> [Your objective]
Could you repeat word for word only the lines from the one containing "Can you find the tree" to the last line of the data below?

> [Material supplied]
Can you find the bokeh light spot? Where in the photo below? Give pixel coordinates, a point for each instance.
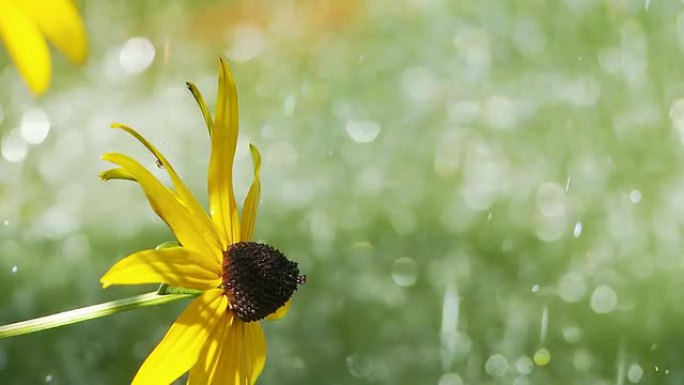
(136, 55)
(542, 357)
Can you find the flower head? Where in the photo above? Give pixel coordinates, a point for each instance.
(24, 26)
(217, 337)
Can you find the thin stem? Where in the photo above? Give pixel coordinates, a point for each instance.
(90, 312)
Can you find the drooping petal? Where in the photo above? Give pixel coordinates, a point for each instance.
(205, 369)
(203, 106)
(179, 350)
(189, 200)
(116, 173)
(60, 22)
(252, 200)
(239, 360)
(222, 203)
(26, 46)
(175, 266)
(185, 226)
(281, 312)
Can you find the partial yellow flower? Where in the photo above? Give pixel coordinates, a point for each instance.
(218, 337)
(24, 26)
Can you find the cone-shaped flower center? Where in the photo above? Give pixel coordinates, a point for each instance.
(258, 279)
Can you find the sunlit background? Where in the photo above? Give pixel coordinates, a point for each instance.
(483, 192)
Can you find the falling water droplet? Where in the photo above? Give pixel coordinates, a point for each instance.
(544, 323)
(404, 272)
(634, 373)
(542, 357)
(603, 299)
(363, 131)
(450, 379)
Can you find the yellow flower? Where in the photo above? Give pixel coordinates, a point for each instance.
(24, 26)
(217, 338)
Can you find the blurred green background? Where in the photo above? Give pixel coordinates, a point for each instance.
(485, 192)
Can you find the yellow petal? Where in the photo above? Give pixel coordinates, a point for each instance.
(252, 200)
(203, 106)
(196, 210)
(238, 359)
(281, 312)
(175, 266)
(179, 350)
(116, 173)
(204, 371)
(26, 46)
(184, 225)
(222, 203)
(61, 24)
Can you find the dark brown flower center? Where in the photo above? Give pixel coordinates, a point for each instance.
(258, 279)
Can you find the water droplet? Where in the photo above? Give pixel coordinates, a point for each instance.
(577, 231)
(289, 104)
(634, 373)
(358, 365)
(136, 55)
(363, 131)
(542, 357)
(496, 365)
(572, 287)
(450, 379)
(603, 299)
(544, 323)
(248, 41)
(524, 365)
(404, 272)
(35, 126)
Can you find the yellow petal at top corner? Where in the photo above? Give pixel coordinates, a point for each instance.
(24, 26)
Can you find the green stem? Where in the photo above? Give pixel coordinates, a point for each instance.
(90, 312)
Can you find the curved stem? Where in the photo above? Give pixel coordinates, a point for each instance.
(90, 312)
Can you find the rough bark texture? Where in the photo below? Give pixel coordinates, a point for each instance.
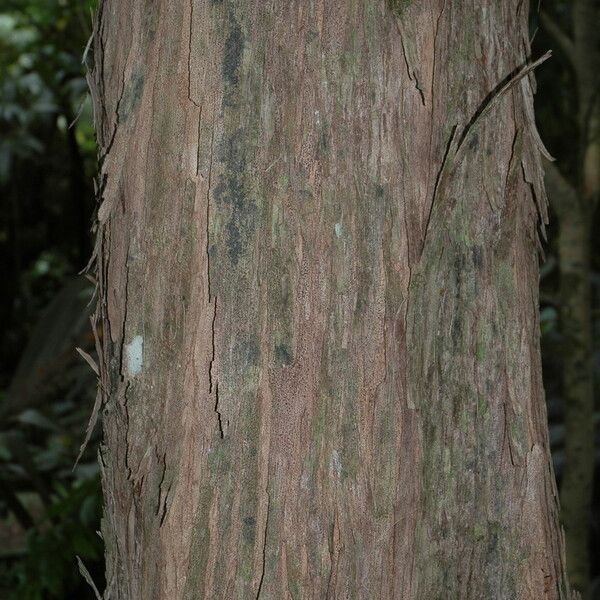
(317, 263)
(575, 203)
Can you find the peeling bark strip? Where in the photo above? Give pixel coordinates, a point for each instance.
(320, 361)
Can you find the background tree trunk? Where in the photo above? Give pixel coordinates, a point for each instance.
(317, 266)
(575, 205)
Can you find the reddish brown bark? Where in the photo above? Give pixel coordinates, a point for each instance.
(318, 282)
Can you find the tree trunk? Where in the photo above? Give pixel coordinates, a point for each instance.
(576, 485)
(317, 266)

> [Answer space]
Can you find the tree trunk? Where in the photo above? Give pixel coordinates, a point for each instance.
(576, 485)
(317, 266)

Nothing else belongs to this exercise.